** Passage shown **
========
Gyan Prakash
Gyan Prakash

Reputation: 121

Export pymongo collection to a JSON file

How to export pymongo collection to a JSON file, I have a huge collection which has approximately around 1 GB of data, I need an efficient way to export the data and create a JSON file out of it. I am using the below code, as written in one of the stack overflow answers.

def getJSONFromDB():
    db = GetMongo_client()
    collection = db['collection_name']
    cursor = collection.find({})
    file = open("collection.json", "w")
    file.write('[')
    for document in cursor:
      file.write(json.dumps(document))
      file.write(',')
    file.write(']') 

But it gives me the following error: TypeError: Object of type ObjectId is not JSON serializable

Upvotes: 3

Views: 2273

Answers (2)
========
** Record extracts **
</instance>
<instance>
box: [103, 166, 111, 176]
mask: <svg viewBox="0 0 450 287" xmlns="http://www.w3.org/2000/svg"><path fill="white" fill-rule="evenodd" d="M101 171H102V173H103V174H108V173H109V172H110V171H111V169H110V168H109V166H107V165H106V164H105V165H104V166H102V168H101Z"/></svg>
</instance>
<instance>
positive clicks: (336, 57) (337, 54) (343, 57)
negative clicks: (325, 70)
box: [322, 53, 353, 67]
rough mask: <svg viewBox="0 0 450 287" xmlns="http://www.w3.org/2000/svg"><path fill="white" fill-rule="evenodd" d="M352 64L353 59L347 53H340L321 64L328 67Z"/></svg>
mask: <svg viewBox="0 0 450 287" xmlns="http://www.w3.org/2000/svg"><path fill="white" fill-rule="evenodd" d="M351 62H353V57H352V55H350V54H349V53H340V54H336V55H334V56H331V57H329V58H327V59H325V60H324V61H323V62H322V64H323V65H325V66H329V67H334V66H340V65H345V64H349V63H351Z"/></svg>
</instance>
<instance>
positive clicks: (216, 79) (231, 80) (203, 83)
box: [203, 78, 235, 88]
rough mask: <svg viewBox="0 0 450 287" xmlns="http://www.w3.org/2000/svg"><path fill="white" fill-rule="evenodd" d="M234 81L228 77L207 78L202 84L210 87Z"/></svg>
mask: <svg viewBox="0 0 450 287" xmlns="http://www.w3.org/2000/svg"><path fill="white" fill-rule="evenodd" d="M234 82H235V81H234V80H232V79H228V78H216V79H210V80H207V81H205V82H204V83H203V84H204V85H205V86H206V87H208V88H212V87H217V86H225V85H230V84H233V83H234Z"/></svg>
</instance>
========
** Problem to work on **
Copy word for word the part of the forum post on exporting a pymongo collection that lies between "for document in" and "Answers (2)", inclusive.

** Your response **
for document in cursor:
      file.write(json.dumps(document))
      file.write(',')
    file.write(']') 

But it gives me the following error: TypeError: Object of type ObjectId is not JSON serializable

Upvotes: 3

Views: 2273

Answers (2)